BIBLIOTECA FRAY BARTOLOMÉ DE LAS CASAS, MURAL Y EMULSIÓN SCOTT
BIBLIOTECA FRAY BARTOLOMÉ DE LAS CASAS, MURAL Y EMULSIÓN SCOTT
Por Martina Rodríguez García
AZCAPOTZALCOGRAFÍA.
En una sesión del taller de “Relatos de Azcapotzalco”, Ana María García Alvarado tuvo una gran idea, al observar el mural pintado por Juan O’Gorman, dijo:
“El siguiente texto para la próxima
Crónica debería ser algo que nos inspire el paisaje del mural”.
Y en este texto yo hago un homenaje
compartido:
1.- La Biblioteca Fray Bartolomé de
las Casas va a cumplir 100 años, donde se encuentra el mural de Juan O’Gorman, y mi tema es
relacionado a un pescador, que existe en el mural, este hombre va cargando un
enorme pez, y
2.- me recordó una crónica que leí en el libro de Yolanda Parellón Moreno, su título: “Por Donde Pasaron Las Hormigas”.
Y Yolanda nos hablaría así:
“Amable Lector: El vivir día con día,
forma la historia de un hombre, de todos los hombres, de un barrio, de un
pueblo, de un país.

● **Datos proporcionados**

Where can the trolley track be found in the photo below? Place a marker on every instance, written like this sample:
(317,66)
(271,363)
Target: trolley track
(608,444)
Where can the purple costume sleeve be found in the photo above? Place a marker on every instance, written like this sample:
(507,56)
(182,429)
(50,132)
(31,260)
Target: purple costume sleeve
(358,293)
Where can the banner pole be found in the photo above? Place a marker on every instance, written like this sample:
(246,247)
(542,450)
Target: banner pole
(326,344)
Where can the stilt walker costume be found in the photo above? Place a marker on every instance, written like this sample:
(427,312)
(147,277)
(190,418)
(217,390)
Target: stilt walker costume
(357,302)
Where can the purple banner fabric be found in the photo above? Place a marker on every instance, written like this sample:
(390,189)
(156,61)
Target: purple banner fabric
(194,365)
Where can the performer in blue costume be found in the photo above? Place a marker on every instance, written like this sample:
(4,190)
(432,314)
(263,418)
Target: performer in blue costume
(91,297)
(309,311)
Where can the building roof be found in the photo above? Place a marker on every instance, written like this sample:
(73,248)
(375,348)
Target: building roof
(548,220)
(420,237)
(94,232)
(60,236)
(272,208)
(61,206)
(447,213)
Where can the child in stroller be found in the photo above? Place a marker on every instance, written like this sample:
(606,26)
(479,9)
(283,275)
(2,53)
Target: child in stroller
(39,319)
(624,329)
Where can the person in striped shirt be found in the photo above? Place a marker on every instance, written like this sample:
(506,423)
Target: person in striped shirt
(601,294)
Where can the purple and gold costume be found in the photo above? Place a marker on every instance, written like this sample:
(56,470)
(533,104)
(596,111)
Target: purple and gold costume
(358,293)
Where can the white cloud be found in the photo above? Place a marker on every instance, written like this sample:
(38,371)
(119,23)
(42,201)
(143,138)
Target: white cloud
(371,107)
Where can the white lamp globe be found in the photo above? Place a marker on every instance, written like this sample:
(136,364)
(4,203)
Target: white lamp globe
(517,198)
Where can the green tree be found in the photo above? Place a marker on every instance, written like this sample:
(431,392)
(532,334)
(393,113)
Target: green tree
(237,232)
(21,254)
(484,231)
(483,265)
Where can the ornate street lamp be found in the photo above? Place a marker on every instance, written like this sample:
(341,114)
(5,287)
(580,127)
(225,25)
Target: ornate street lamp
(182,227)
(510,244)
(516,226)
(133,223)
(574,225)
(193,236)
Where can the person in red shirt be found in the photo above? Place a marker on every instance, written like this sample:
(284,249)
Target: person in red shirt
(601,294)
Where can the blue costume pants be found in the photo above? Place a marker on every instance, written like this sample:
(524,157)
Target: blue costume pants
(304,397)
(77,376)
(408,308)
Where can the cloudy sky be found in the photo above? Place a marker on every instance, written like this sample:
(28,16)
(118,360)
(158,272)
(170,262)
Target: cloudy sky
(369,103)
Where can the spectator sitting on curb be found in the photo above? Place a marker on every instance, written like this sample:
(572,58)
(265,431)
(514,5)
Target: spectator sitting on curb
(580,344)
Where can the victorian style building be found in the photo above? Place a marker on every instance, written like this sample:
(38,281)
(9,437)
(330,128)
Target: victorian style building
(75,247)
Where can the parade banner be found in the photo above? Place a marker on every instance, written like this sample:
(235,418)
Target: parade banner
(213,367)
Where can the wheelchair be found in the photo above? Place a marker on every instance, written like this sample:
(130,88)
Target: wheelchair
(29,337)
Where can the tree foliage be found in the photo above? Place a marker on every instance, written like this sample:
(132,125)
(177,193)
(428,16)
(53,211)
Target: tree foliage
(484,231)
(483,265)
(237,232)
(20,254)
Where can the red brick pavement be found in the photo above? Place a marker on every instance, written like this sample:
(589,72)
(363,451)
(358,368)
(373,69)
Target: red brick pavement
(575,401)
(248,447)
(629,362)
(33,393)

● **Tarea**
Copia tal cual el fragmento de la crónica sobre el mural de la biblioteca. Empieza en las palabras que contienen "Y Yolanda nos" y detente después de "de un país.".

● **Respuesta esperada**
Y Yolanda nos hablaría así:
“Amable Lector: El vivir día con día,
forma la historia de un hombre, de todos los hombres, de un barrio, de un
pueblo, de un país.